** Excerpt **
###

A new SEC policy regarding admission of allegations could raise important issues for D&O liability policyholders.

On January 6, 2012, the Securities and Exchange Commission announced a change in a policy that had previously permitted companies and their directors and officers to "neither admit or deny" allegations as part of any SEC settlement, notwithstanding any prior admissions in a criminal investigation or prosecution. The change raises important considerations for D&O liability policyholders.

New Policy Extends to Additional Admissions

According to SEC enforcement director Robert Khuzami, the SEC, reversing long-standing policy, will no longer permit companies or individuals to "neither admit or deny" allegations that have formed the basis of a conviction or have been admitted to in parallel criminal investigations or proceedings. The SEC's new policy is not limited to cases in which there has been a conviction in a parallel criminal proceeding, but also appears to extend to any admissions made as part of a "non-prosecution agreement" or "deferred prosecution agreement" in a criminal prosecution or investigation. 

Non-prosecution and deferred prosecution agreements have become an increasingly frequent tool used by the government to resolve corporate criminal proceedings or investigations. Typically, these agreements involve the government's agreement to forgo prosecution in return for some combination of an admission of responsibility or facts, monetary penalties, cooperation and remediation steps. In contrast to deferred prosecution agreements, non-prosecution agreements are not filed with the court, but both are public documents.

###

** Direction **
Continue the SEC settlement policy article from where it stops.

###

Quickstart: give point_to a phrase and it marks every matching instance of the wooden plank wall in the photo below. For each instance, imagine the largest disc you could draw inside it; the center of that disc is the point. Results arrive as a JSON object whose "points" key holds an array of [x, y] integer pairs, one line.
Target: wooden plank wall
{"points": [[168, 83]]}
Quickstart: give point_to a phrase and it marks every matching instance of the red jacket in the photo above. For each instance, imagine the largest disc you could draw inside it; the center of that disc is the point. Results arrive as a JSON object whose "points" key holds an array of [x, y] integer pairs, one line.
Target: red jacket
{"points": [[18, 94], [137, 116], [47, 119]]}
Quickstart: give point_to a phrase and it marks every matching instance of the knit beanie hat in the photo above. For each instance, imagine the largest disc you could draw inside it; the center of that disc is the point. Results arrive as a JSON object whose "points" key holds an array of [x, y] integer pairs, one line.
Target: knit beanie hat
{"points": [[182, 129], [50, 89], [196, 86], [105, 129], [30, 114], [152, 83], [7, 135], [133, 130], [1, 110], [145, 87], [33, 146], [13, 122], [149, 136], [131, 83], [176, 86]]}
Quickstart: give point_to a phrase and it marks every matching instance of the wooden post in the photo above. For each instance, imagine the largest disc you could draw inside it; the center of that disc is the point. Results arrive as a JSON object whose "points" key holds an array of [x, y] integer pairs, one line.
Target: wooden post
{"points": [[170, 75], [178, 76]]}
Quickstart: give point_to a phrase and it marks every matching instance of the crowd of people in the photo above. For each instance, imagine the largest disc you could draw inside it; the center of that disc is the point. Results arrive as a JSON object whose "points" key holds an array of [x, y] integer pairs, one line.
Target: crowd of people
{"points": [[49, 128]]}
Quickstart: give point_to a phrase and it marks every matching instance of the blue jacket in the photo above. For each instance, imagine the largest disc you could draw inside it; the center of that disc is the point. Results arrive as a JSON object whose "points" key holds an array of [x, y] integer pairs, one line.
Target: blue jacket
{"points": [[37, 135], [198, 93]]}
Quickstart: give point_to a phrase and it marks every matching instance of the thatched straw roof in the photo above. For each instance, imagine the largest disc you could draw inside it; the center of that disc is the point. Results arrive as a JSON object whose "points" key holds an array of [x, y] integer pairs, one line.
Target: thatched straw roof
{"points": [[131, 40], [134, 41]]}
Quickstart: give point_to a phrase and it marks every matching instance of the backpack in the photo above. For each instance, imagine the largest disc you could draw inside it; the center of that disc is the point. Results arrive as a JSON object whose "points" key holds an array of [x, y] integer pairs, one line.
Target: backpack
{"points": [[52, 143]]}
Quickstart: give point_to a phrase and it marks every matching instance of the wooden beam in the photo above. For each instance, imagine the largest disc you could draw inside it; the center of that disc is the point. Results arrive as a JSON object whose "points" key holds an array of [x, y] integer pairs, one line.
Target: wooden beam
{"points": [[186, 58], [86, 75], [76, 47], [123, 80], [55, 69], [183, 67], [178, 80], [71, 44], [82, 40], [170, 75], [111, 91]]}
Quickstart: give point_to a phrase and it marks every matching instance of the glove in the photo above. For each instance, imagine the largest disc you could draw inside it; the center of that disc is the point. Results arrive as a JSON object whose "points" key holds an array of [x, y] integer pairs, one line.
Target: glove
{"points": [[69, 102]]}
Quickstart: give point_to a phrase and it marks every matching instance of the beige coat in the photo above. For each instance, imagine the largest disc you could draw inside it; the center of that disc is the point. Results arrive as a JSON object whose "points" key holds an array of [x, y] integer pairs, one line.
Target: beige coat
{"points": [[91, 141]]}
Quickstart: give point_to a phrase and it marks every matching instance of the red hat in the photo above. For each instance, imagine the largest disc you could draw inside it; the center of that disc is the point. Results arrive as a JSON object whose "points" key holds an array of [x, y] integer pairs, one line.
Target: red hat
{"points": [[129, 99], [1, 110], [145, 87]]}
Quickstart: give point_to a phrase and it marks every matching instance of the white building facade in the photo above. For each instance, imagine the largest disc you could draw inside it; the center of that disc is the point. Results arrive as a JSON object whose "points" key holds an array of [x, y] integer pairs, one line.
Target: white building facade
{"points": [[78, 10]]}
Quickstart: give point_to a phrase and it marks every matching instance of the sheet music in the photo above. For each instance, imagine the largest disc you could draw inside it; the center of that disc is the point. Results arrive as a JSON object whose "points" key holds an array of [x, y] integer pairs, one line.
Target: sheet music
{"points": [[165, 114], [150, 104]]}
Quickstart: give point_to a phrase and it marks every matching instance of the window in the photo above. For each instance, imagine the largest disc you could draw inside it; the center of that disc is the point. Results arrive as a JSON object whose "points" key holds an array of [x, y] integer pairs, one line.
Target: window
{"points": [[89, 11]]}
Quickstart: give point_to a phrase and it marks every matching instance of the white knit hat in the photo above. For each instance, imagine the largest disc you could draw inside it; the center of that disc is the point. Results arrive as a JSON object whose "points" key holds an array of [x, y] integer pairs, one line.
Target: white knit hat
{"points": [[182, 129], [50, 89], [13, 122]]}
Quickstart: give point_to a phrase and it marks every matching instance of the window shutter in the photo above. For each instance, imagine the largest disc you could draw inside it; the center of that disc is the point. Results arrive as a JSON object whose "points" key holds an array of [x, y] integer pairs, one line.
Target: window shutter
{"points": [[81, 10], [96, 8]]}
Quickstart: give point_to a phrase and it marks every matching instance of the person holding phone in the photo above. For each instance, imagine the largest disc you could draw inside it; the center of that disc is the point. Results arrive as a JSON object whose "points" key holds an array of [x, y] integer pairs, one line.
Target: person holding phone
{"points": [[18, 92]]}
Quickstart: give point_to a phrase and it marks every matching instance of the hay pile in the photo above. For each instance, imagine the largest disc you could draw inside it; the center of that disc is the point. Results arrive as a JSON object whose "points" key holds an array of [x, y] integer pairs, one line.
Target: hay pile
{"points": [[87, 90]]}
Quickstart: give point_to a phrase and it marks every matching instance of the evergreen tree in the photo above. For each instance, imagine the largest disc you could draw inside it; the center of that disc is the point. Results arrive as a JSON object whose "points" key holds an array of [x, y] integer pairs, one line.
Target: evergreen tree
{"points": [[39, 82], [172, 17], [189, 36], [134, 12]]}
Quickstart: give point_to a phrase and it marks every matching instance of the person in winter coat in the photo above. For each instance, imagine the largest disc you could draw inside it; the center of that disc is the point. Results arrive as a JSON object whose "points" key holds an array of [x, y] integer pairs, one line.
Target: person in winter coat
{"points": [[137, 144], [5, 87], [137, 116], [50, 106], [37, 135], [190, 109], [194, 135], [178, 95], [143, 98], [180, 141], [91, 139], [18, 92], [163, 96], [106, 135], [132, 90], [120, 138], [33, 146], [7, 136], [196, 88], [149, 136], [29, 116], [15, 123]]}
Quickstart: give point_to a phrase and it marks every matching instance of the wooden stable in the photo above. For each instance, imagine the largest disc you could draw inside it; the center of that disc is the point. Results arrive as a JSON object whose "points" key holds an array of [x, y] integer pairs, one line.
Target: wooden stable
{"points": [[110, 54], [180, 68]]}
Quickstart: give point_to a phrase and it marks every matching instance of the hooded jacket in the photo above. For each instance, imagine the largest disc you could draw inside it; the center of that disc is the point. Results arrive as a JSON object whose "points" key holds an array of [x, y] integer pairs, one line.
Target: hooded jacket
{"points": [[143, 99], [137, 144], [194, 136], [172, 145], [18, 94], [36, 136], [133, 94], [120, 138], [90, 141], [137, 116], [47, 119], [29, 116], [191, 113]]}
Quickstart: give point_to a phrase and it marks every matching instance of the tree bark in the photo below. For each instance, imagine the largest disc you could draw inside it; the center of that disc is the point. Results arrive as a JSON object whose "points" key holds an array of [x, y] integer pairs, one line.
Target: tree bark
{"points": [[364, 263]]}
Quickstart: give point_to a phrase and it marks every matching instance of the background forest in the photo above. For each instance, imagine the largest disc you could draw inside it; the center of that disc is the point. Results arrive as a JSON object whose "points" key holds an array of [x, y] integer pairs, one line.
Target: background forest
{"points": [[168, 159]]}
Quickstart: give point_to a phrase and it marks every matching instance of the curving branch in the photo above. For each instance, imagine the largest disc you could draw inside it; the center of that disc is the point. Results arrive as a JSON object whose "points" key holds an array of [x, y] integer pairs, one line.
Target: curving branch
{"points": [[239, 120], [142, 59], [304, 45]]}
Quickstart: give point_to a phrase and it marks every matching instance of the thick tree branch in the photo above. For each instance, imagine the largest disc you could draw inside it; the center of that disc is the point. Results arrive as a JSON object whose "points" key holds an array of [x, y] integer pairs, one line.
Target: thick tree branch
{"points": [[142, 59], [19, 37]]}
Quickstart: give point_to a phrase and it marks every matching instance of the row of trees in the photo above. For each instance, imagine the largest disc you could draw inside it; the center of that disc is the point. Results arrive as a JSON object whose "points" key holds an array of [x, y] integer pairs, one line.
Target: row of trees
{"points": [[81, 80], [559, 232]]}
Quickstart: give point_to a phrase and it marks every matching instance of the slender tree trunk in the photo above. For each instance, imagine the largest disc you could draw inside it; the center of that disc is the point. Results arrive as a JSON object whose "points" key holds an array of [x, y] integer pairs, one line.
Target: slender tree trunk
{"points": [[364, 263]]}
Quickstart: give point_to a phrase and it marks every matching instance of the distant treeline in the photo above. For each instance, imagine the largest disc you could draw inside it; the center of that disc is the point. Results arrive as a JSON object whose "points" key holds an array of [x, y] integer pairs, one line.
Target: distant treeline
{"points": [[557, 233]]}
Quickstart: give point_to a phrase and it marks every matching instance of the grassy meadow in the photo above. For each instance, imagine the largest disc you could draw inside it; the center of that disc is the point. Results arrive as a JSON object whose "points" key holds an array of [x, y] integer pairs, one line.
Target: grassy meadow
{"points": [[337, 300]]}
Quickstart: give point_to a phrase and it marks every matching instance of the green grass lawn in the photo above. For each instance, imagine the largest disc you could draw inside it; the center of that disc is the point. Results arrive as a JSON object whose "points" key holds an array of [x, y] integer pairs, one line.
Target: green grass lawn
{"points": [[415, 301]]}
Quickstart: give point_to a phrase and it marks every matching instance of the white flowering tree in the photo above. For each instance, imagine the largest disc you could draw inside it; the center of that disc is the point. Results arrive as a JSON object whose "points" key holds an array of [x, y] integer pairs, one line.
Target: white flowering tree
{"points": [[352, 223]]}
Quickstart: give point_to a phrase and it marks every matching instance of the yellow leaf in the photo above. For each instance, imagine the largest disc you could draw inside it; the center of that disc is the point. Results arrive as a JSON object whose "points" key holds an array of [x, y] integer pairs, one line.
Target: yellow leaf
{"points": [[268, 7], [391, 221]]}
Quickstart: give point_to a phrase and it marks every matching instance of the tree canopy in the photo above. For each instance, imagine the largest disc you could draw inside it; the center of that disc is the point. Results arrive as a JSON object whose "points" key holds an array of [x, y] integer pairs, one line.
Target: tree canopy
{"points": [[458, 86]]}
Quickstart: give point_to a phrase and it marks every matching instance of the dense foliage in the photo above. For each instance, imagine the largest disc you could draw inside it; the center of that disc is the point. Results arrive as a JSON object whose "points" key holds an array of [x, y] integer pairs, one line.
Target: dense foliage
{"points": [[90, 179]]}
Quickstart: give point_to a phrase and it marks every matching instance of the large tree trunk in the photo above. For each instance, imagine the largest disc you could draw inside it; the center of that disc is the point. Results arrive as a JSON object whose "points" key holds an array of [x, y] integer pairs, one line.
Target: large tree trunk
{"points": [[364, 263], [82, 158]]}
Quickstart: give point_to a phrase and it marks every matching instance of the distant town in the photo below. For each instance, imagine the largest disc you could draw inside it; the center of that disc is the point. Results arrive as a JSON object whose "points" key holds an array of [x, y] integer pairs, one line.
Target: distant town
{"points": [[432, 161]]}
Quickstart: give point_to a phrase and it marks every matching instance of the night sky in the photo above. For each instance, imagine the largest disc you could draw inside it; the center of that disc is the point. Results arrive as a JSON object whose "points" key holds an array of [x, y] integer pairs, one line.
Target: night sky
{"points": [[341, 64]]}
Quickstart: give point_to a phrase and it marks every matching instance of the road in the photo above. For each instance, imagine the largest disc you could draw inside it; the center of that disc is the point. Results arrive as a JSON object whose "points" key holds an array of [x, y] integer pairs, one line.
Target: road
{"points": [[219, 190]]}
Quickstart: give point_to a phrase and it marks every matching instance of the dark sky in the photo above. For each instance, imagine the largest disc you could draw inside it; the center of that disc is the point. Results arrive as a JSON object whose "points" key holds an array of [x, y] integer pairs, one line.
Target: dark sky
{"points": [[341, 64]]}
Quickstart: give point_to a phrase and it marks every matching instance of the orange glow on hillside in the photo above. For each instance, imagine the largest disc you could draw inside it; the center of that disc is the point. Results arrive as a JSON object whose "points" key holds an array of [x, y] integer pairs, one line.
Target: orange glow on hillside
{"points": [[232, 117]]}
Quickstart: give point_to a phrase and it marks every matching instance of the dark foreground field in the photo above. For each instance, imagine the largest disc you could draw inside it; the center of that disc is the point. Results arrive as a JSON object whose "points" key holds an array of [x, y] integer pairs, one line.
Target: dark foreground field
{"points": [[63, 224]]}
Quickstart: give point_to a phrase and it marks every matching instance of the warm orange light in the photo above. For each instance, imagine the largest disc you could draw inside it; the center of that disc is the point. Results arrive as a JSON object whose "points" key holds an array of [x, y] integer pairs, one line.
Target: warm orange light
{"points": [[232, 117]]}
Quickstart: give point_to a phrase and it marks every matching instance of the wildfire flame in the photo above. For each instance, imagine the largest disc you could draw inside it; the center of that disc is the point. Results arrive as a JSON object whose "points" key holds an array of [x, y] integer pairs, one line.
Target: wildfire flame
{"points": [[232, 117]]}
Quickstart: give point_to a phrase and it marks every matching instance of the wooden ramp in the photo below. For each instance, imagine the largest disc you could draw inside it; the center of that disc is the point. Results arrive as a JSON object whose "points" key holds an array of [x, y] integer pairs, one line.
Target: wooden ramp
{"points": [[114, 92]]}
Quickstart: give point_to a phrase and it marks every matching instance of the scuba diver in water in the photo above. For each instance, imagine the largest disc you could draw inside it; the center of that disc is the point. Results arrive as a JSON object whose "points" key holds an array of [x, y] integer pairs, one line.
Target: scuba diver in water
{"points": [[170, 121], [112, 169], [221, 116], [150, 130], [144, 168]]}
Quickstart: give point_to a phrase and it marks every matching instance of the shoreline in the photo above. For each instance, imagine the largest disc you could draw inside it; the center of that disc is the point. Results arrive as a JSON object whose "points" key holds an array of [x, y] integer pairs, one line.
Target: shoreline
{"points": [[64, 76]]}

###

** Expected answer **
Admissions of facts or allegations made by a policyholder in a non-prosecution agreement, deferred prosecution agreement or civil SEC settlement may result in a policyholder's D&O insurance company asserting that such admissions trigger exclusions that may bar coverage for all related civil and criminal matters. Typically, D&O policies contain so-called "conduct" exclusions that may exclude coverage for claims involving: 1) any dishonest, fraudulent or criminal act or omission by an insured; 2) any willful or intentional violation of any statute, rule or law by an insured; or 3) the gaining of any profit, remuneration or advantage to which an insured is not entitled. In many D&O policies sold in recent years, however, these conduct exclusions will only be triggered if the prohibited conduct has been established by a "final adjudication."

When is the Final Adjudication Triggered?

Many courts traditionally have interpreted the final adjudication trigger to require a final judgment by a court or other tribunal establishing the prohibited conduct and generally have held that a settlement does not meet the final adjudication standard. Few courts, however, have considered whether an admission of facts contained in a non-prosecution agreement, deferred prosecution agreement or civil settlement meets the final adjudication trigger.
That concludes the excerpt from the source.